Start of Study text

John Scarpa, Plaintiff, Appellant, v. William Murphy, et al., Defendants, Appellees, 806 F.2d 326 (1st Cir. 1986)Annotate this Case
Argued Oct. 7, 1986. Decided Dec. 5, 1986
Robert Christo with whom Robert Christo & Associates, West Springfield, Mass., was on brief for appellant.
John D. Lanoue with whom J. Norman O'Connor, David B. Mongue and Donovan & O'Connor, Adams, Mass., were on brief for appellees.
Before CAMPBELL, Chief Judge, BROWN,* Senior Circuit Judge, and BOWNES, Circuit Judge.
BOWNES, Circuit Judge.
Plaintiff-appellant John Scarpa brought a section 1983 claim against two police officers, defendants-appellees Tierney and Holmes. Scarpa alleged that the two officers deprived him of his civil rights by deliberately and gratuitously striking him on the head with a nightstick, causing a hearing loss in his left ear. Following a jury-waived trial, the United States District Court for the District of Massachusetts entered judgment for defendants. Scarpa appeals from that decision, claiming chiefly that the district court's findings of fact are clearly erroneous.

End of Study text

**What you need to do**
**a)** List every attorney the Scarpa v. Murphy opinion names as an individual, not counting the law firms.
**b)** Write out the part of the Scarpa v. Murphy opinion that begins at the words "John Scarpa, Plaintiff, Appellant, v." and stops after "and BOWNES, Circuit Judge.".
The records have nothing to do with the Scarpa v. Murphy opinion.

Start of Data section

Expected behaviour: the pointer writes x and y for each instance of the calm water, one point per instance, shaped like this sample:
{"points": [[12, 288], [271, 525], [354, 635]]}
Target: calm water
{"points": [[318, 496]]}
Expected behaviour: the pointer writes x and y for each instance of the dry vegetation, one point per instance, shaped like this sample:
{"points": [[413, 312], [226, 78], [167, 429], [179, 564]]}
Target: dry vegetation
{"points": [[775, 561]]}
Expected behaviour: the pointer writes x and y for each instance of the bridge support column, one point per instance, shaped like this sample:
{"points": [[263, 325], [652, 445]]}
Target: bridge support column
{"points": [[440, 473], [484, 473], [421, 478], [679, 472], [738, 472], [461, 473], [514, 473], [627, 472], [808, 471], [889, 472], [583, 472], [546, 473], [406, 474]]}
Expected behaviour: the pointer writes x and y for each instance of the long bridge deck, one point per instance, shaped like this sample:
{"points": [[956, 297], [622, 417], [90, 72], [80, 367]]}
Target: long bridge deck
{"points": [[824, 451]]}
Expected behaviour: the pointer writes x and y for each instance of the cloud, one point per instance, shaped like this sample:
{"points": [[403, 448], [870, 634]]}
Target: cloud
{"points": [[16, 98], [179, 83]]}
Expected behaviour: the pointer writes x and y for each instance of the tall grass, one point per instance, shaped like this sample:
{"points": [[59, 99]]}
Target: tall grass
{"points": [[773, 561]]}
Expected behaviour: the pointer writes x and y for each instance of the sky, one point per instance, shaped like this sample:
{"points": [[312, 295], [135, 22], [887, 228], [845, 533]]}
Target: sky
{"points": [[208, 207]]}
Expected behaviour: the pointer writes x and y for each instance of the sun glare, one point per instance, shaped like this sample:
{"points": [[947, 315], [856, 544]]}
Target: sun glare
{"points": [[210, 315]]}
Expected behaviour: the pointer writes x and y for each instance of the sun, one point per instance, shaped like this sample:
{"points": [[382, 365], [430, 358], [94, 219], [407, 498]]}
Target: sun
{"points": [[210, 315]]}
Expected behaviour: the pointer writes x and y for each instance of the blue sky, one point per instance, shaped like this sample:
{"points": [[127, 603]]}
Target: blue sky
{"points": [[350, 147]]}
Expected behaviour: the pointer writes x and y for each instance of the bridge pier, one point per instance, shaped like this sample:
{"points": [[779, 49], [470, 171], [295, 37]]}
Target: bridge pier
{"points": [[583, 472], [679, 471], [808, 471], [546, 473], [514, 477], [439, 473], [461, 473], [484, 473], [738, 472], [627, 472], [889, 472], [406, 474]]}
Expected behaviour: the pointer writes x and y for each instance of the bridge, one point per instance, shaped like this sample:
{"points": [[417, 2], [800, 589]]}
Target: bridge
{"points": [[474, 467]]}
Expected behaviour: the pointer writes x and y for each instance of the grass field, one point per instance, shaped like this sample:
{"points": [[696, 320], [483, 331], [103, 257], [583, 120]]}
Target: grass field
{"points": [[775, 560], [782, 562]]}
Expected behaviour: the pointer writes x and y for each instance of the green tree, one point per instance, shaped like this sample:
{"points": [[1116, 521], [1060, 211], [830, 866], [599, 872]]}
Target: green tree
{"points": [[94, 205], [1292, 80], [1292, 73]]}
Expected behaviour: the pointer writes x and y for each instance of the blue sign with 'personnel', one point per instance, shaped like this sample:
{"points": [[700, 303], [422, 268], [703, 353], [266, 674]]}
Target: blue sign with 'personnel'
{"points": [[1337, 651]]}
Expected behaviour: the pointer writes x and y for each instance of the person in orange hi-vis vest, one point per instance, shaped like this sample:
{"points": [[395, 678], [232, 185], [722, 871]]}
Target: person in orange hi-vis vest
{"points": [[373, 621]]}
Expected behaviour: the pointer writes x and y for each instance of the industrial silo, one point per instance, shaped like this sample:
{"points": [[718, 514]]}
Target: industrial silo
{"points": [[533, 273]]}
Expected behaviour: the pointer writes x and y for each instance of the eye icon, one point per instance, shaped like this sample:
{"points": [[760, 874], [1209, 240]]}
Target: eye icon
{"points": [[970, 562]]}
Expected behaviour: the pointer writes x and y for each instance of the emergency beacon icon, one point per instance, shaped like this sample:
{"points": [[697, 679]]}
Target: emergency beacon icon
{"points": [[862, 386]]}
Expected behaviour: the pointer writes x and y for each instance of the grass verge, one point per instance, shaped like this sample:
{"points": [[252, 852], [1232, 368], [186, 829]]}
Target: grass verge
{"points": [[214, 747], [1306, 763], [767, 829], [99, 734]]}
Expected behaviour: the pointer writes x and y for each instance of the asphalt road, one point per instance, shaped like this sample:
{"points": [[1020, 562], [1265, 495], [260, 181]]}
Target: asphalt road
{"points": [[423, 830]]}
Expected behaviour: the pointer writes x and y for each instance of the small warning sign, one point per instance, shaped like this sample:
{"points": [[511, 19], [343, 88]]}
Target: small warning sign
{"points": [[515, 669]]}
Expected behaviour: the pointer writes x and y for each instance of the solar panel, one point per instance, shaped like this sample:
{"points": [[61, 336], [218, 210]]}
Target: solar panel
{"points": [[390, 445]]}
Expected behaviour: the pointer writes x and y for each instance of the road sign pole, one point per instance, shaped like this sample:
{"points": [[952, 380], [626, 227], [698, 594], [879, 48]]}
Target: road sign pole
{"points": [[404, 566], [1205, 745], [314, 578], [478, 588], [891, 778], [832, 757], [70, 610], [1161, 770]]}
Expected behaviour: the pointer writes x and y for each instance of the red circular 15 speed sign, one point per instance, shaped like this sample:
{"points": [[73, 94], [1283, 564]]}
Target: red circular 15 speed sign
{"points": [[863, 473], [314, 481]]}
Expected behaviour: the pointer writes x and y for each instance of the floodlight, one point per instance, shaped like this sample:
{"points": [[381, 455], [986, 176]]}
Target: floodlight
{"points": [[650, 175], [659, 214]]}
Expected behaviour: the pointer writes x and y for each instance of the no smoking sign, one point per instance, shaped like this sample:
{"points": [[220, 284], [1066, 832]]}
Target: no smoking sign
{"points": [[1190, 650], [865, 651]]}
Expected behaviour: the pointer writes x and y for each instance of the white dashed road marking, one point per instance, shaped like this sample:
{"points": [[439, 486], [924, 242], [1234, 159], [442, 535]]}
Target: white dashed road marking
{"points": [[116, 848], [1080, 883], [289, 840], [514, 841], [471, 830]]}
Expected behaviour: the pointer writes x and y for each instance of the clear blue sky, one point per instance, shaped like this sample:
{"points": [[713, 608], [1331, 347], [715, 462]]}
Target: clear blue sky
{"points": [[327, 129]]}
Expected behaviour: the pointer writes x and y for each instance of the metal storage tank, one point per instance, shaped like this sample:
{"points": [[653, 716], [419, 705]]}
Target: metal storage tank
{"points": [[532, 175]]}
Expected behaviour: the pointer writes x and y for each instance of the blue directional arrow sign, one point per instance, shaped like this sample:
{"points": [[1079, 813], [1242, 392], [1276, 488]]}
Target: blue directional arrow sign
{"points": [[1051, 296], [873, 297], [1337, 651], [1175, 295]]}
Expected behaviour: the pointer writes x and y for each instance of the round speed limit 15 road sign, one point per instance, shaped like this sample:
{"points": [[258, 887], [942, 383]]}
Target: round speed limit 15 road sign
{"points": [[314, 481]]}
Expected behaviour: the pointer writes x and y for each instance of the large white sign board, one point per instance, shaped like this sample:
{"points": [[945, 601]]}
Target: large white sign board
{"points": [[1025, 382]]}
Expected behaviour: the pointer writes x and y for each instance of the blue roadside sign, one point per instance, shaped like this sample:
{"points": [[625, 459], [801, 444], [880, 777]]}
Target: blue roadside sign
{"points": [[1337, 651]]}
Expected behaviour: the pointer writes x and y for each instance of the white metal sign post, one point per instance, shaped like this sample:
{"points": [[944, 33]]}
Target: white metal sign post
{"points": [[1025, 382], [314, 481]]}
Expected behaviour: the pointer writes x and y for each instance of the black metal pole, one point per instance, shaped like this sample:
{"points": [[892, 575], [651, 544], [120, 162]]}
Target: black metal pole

End of Data section

**Solution set**
**a)**
Robert Christo
John D. Lanoue
J. Norman O'Connor
David B. Mongue

**b)**
John Scarpa, Plaintiff, Appellant, v. William Murphy, et al., Defendants, Appellees, 806 F.2d 326 (1st Cir. 1986)Annotate this Case
Argued Oct. 7, 1986. Decided Dec. 5, 1986
Robert Christo with whom Robert Christo & Associates, West Springfield, Mass., was on brief for appellant.
John D. Lanoue with whom J. Norman O'Connor, David B. Mongue and Donovan & O'Connor, Adams, Mass., were on brief for appellees.
Before CAMPBELL, Chief Judge, BROWN,* Senior Circuit Judge, and BOWNES, Circuit Judge.